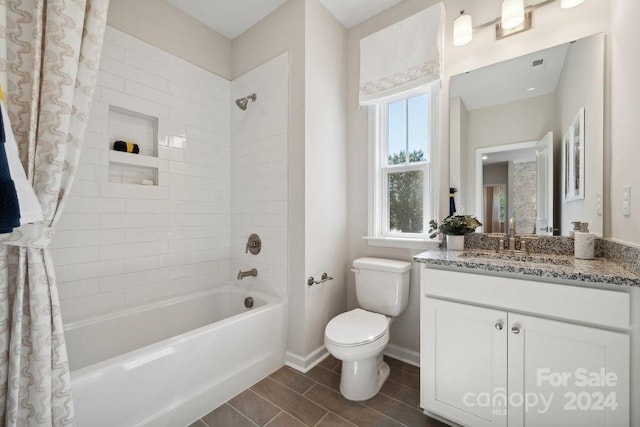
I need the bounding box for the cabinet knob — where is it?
[495,322,504,331]
[511,326,521,334]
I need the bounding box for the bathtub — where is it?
[65,286,286,427]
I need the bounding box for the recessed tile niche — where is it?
[108,106,159,185]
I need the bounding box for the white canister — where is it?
[446,234,465,251]
[574,232,595,260]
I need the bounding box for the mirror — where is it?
[449,33,605,236]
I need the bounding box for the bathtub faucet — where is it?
[237,268,258,280]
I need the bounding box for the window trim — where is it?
[367,84,440,246]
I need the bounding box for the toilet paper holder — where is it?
[307,272,334,286]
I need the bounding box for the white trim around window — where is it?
[365,83,440,249]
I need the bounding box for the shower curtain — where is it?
[0,1,109,425]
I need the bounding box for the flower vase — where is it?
[446,234,465,251]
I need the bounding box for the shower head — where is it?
[235,93,257,111]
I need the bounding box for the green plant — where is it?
[428,215,482,238]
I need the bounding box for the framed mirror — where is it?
[449,33,605,236]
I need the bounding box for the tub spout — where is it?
[237,268,258,280]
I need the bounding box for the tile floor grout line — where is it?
[258,375,320,404]
[312,412,330,427]
[316,409,358,427]
[226,389,281,425]
[262,410,283,427]
[306,382,407,427]
[272,407,318,427]
[377,388,424,413]
[269,367,319,394]
[229,403,261,427]
[251,378,329,425]
[190,358,439,427]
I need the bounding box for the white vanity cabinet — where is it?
[420,268,631,427]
====================
- WHAT TO DO
In the answer, the entries should be restated verbatim, with all pictures omitted.

- SOLUTION TO THIS EXERCISE
I need the bounding box for the cabinet knob — where is it?
[495,322,504,331]
[511,326,521,334]
I need the bounding box for the bathtub — where is it?
[65,286,286,427]
I need the bounding box for the recessed tile niche — where is it?
[108,106,159,185]
I need the bounding box for the white canister — where is it?
[446,234,465,251]
[574,232,595,260]
I need the bounding box for the mirror — where is it?
[449,33,605,236]
I need the bounding box for the bathtub faucet — where is it?
[237,268,258,280]
I need the bounding box for the window trim — where is it?
[367,84,440,246]
I need the bounding box for the toilet paper holder — where is it?
[307,272,334,286]
I need the bounding box for the white trim around window — where is it?
[365,83,440,249]
I need the bounding box for the shower curtain — where is it?
[0,1,109,425]
I need the bounding box for the flower vase — where is it?
[446,234,465,251]
I need the bounding box for the shower head — where is it?
[235,93,257,111]
I need the bounding box for the green plant — where is it?
[428,215,482,238]
I need the bounding box for the framed mirror — where is it?
[449,33,605,236]
I need the bounding box for the tub spout — where is it?
[237,268,258,280]
I need the bounding box for the tile floor grout line — where is it?
[258,375,320,404]
[312,412,330,427]
[316,409,358,427]
[226,389,281,425]
[262,410,283,427]
[306,382,407,427]
[272,407,318,427]
[377,388,424,413]
[269,367,319,394]
[229,403,261,427]
[251,378,329,425]
[190,358,439,427]
I need the bounding box for the white vanity cabinet — where is it?
[420,268,631,427]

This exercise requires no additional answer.